» **GOAL OF THE EXERCISE**
Transcribe the passage of the essay on working-class fiction in American publishing, starting with "A novel about" and going on through "by the publishing industry.".

──────── TEXT SHOWN ────────

English

Where is our Zola?

A novel about working class lives is the exception to the rule in contemporary American publishing, which has tended in the 21st century to find its thematic center of gravity in matters of middle class bewilderment, identity politics and pessimism as the intersecting crises of capitalism have intensified. It is not necessarily the case that no books about working lives are being written, only that they are not eagerly sought by the publishing industry.

There are exceptions. The death of novelist Russell Banks earlier this year was a genuine loss. We wrote recently about John M. Hamilton’s 2013 novel A Hell Called Ohio. And Tess Gunty’s 2022 National Book Award-winning novel The Rabbit Hutch follows the life of a young cashier in a moribund Rust Belt city.

Émile Zola, 1898, photo by Nadar

Sources vary widely as to how many new books, including fiction and nonfiction, are published annually in the US, but the consensus is that the number is between 500,000 and 1 million, with an additional 1.5 million self-published titles, Despite these seemingly large numbers, only 1 to 2 percent of novels completed in a year are accepted by traditional publishers.

The relative popularity of the different literary genres can be calculated on the basis of sales figures. Here the perennial winners are romance, mystery/thriller and science fiction/fantasy. Also popular are young adult literature (Y/A) and graphic novels. According to a Goodreads.com poll, the least popular genre in the poll was literary fiction, the category that would include socially realistic fiction.

Given the reality of genre popularity, the highly selective nature of publishing and the pressures exerted on publishing by middle class preoccupations, relatively little in the way of serious fiction gets through. What does deals primarily with the crises and interests of the professional set.

On the whole, novels that concern themselves with honestly portraying the day-to-day struggles of workers, assuming that some such novels are being written, encounter considerable hurdles in the quest for publication. First among these hurdles is the search for a literary agent. 

Literary gatekeeping

Agents are the gatekeepers of the publishing industry. Writers must find an agent to represent their novel to publishers. Almost no novel is forwarded to a publisher that does not suit the personal taste of an agent. So who are these literary agents?

A quick study of the largest and most prestigious literary agencies’ websites reveals a great deal about their agents and the books they choose to represent. Perhaps half of these arbiters of public taste are people in their 20s, recent graduates of English or Comparative Literature programs. Doing the industry’s grunt work like people in their 20s everywhere, these agents are inundated with queries (proposals) from writers. The queries that stand the best chance of selection are naturally those that meet with the agents’ preferences. And what are these? 

Again and again as one looks over these young agents’ blurbs—and the blurbs of those not as young—one runs into phrases like “I’m a sucker for good fantasy,” “looking for Y/A,” “especially interested in stories with a strong female protagonist” and “interested in fresh re-imaginings of mythology and fairy tales for adult readers.” Such preferences dominate even among those agents who also solicit “literary/book club” fiction—that is, the supposedly serious material.

──────── RAW DATA ────────

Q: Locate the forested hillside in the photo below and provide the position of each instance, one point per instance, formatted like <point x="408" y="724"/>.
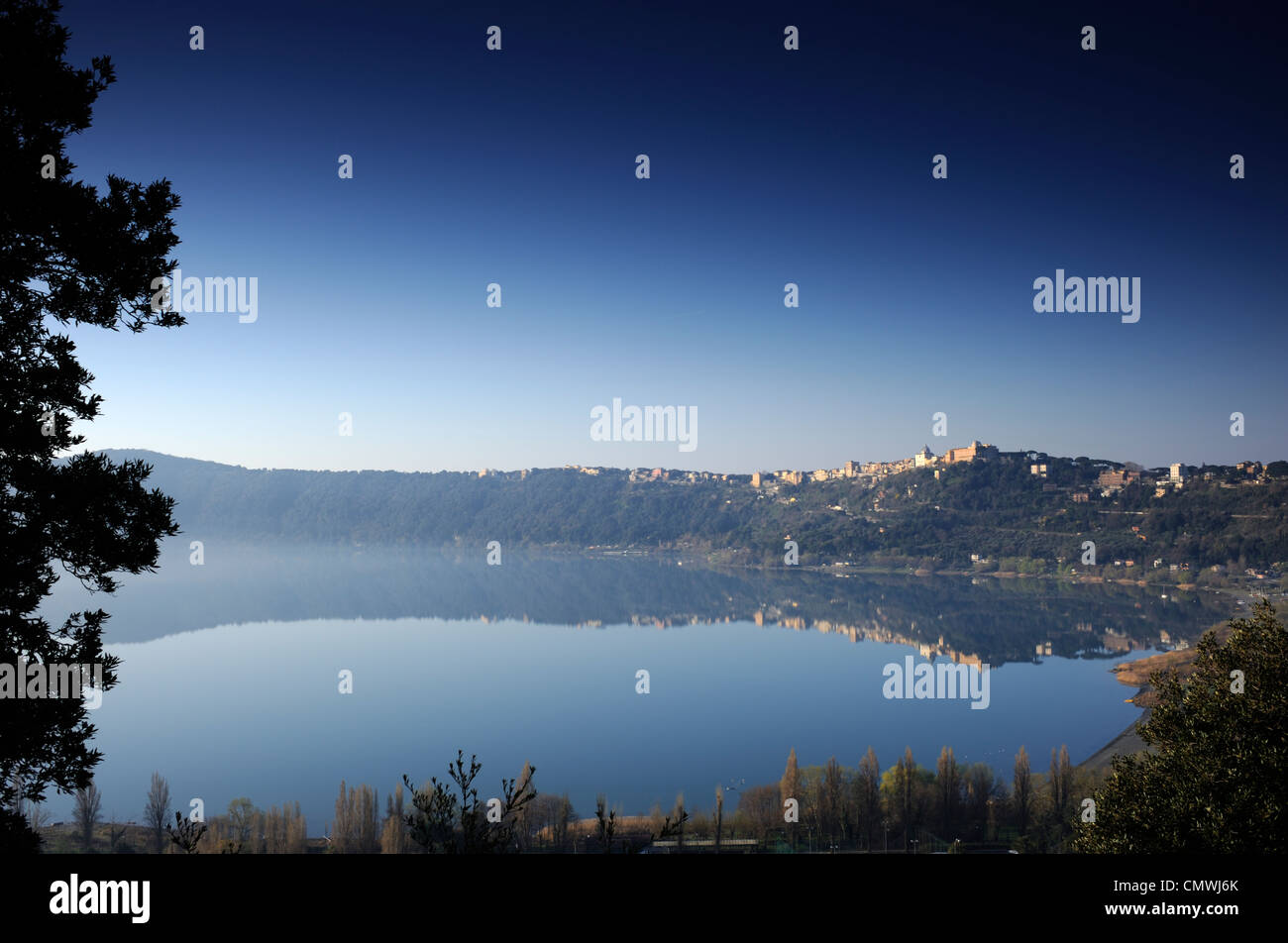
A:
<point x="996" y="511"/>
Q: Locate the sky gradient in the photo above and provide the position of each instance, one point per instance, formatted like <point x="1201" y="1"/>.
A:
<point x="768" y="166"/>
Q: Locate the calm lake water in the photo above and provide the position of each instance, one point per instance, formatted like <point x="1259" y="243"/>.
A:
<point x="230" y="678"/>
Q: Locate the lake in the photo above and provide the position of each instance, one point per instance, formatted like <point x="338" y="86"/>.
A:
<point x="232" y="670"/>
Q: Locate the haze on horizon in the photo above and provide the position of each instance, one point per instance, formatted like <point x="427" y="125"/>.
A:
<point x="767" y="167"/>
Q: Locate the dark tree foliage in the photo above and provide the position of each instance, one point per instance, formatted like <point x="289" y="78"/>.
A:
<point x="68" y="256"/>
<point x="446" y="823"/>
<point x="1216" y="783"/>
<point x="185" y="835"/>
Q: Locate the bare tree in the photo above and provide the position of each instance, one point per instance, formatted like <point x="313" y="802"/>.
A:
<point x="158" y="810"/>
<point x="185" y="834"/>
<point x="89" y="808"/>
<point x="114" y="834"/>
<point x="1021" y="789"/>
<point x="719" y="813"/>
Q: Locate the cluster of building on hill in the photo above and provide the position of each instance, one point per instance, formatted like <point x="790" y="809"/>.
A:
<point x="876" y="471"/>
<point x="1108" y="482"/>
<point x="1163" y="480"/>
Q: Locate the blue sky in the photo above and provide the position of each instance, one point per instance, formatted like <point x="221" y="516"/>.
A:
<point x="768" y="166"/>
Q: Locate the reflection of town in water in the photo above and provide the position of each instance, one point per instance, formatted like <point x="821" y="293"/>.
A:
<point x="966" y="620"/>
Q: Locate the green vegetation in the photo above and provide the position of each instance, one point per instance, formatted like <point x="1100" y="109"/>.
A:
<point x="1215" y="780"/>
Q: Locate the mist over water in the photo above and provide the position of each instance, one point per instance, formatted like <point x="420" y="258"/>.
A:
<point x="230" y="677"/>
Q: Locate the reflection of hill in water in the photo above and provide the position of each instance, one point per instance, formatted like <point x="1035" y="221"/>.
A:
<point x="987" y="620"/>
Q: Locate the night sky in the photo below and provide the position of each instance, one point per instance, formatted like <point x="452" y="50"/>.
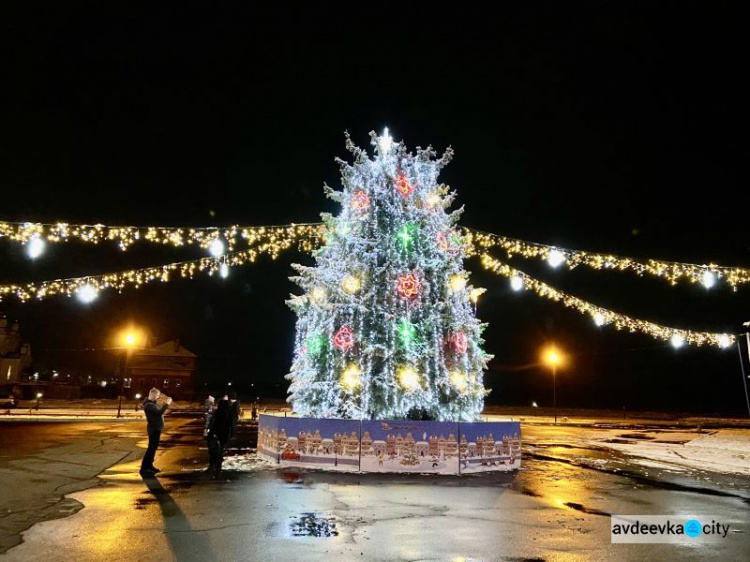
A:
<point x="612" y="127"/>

────────

» **REPLY**
A novel about working class lives is the exception to the rule in contemporary American publishing, which has tended in the 21st century to find its thematic center of gravity in matters of middle class bewilderment, identity politics and pessimism as the intersecting crises of capitalism have intensified. It is not necessarily the case that no books about working lives are being written, only that they are not eagerly sought by the publishing industry.